--- Start Source text ---
When it comes to work and the value it creates, DAOs are an accelerator because they do not require information to be filtered from on high, anyone in the DAO has the ability to have input.  The better that input is, the more it is rewarded with tokens that can be used to build personal wealth through reputation and some form of currency, be it fungible or non fungible.

To really understand the lynchpin to the value DAOs create we need to better understand how reputation functions as an economic engine.

An Economy of Reputation

Among a DAO’s most unique properties are its currency and compensation practices. While DAOs do produce earnings in the form of fungible assets, that’s not the primary currency driving the model. It’s also not what’s powering Menagerie’s vision, which is to see hundreds of thousands of people working with and for each other with no centralized oversight.

The primary exchange? Reputation, earned in the form of positive sentiments and upvotes from the rest of the community. That’s pretty different from traditional views of work compensation.

“Typically when we work, we work for ourselves,” Kaal says. “Here in this model, this is different. Here we work to earn reputation from and within the community. And for that reputation, we are getting paid.”

Essentially, members of the DAO base their claim to community tokens on a record of work done well and received well. That empowers the community to have a greater voice in how the organization operates.

“People do work with each other based on their reputation in a DAO, which is a community audit of what people do and how people behave,” Kaal says, “including how ethically they behave in engaging in business with each other and with their community.”

The more reputation tokens you earn from engagement, the more you’re entitled to fungible tokens in the future.

Enabling Digital Humanism

The DAO model offers a tech-enabled flattening of traditional hierarchies, creating a more hopeful future where everyone has equal earning potential — at least in their ability to find purpose in their work.

“We will look at ourselves in the age of singularity, 50 years from now, as what impact outcomes we’ve created as a person and with how little work,” Greenberg says. “We’ll be graded by not how hard we work but how little we work and how we turn our job into a joy and how we create impact outcomes.”

Kaal and Greenberg believe that DAOs are enabling a more human future despite being grounded in the latest technology.

“I believe that we will be paid properly for our value versus our time,” Greenberg says, “and I believe that the old-school corporations, which are focused on extractive capitalism, and this massive chasm between executive and employee pay starts to dissipate.”

Where Do Assessments Fit In?

Of course, you’re probably thinking that all of this sounds great and interesting, but what does it have to do with assessments?

In an economy based on a person’s reputation and potential, a lot, as it turns out. 

Assessments quantify outcomes that indicate whether an individual is a good fit. They can help members of a DAO determine whether potential members will be highly engaged and produce more value.

And those applications don’t have to wait for a distant future to drive value now. Kaal spoke to the head of engineering at a Fortune 500 company, who oversees tens of thousands of engineers. She expressed interest in DAOs as a training ground for young engineers to begin earning reputation in their field.
--- End Source text ---
• **Required actions**
1) Answer these from the text on DAOs:
(a) What is Menagerie's vision?
(b) According to Greenberg, what will people be graded by?
(c) What did the head of engineering at a Fortune 500 company express interest in?
2) Please carry the text on DAOs forward, picking up after its final sentence.
--- Start Supplied information ---
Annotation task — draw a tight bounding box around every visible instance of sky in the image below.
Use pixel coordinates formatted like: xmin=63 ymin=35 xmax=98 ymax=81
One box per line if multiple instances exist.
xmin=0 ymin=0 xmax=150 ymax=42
--- End Supplied information ---
• **Responses in order**
1)
(a) To see hundreds of thousands of people working with and for each other with no centralized oversight.
(b) Not by how hard they work, but by how little they work, how they turn their job into a joy, and how they create impact outcomes.
(c) DAOs as a training ground for young engineers to begin earning reputation in their field.

2)
“What’s important here is that skill level and the meaningfulness of the score in measuring outputs and performance,” Kaal says. “Now imagine you have meaningful reputation data in these DAO communities, and you can assess what that reputation measures, the amounts of new systems that we can build on top of that.”

Kaal added that reputation scores could, for example, be used as a conversation starter during an interview. “We cannot even currently begin to understand all the things that you can do with these reputation scores.”

From a selection science perspective,  the reputation scores that individuals build can serve as a groundbreaking measure to help us solve the “criterion problem.” The problem is based on the fact that the job performance measures that we use to validate assessments are usually very poor if we can obtain them at all. With reputation score, there is an objective record of performance that has no bias in it and is easily accessed. This could be a game changer in how IO psychology can show the full value of the predictive tools that we create.

People in This Episode

Catch Tony Greenberg on LinkedIn; catch Wulf Kaal on LinkedIn and Twitter. Find them both over at Menagerie.is.

Resources Mentioned in This Episode:

“Decentralization: Technology’s Impact on Organizational and Societal Structure”

A Beginner’s Guide to DAOs

The Not Boring Podcast: “The Dao of DAOs

Read the Transcript

Announcer:

Welcome to Science 4-Hire with your host Dr. Charles Handler. Hiring is hard. Pre-hire talent assessments can help you ease the pain. Whether you don’t know where to start, or you just want to stay on top of the trends. Science 4-Hire provides 30 minutes of enlightenment on best practices and news from the front lines of the employment testing universe. So get ready to learn as Dr. Charles Handler and his all-star guests blend old-school knowledge with new wave technology to educate and inform you about all things, talent assessment.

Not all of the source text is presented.